» Task objective: Render each line of the material below as one string in a JSON list, skipping blank lines. Leave the pictures out.

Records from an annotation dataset
== == ==

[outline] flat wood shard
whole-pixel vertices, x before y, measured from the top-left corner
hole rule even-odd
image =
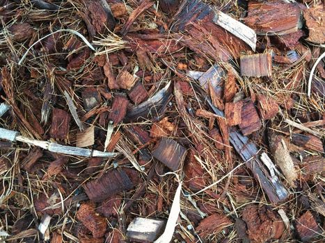
[[[302,26],[299,6],[280,0],[269,3],[250,1],[248,16],[244,21],[257,35],[289,34]]]
[[[129,224],[127,237],[139,242],[153,242],[162,233],[166,221],[141,217],[135,218]]]
[[[272,76],[271,53],[241,55],[240,56],[240,75],[247,77]]]
[[[109,114],[109,119],[113,121],[114,124],[122,122],[127,115],[128,104],[129,101],[126,97],[117,94],[113,101],[112,108]]]
[[[172,171],[175,171],[183,162],[187,153],[186,149],[177,142],[164,137],[152,152],[152,156]]]
[[[133,184],[124,171],[113,169],[83,187],[91,201],[100,202],[116,193],[132,189]]]
[[[244,135],[259,130],[262,126],[257,111],[252,101],[247,100],[241,107],[241,123],[239,128]]]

== == ==

» Solution to this task:
[
  "[outline] flat wood shard",
  "whole-pixel vertices, x before y, measured from the top-left corner",
  "hole rule even-odd",
  "image =",
  "[[[302,26],[299,6],[280,0],[269,3],[250,1],[248,16],[244,21],[257,35],[289,34]]]",
  "[[[129,224],[127,237],[139,242],[153,242],[162,233],[166,221],[141,217],[135,218]]]",
  "[[[272,76],[271,53],[241,55],[240,56],[240,75],[247,77]]]",
  "[[[109,114],[109,119],[113,121],[114,124],[122,122],[127,115],[128,104],[129,101],[126,97],[117,94],[113,101],[112,108]]]",
  "[[[172,171],[175,171],[183,162],[187,153],[186,149],[177,142],[164,137],[152,152],[152,156]]]",
  "[[[133,184],[124,171],[113,169],[83,187],[91,201],[100,202],[116,193],[132,189]]]",
  "[[[244,135],[259,130],[262,126],[257,111],[252,101],[247,100],[241,107],[241,123],[239,128]]]"
]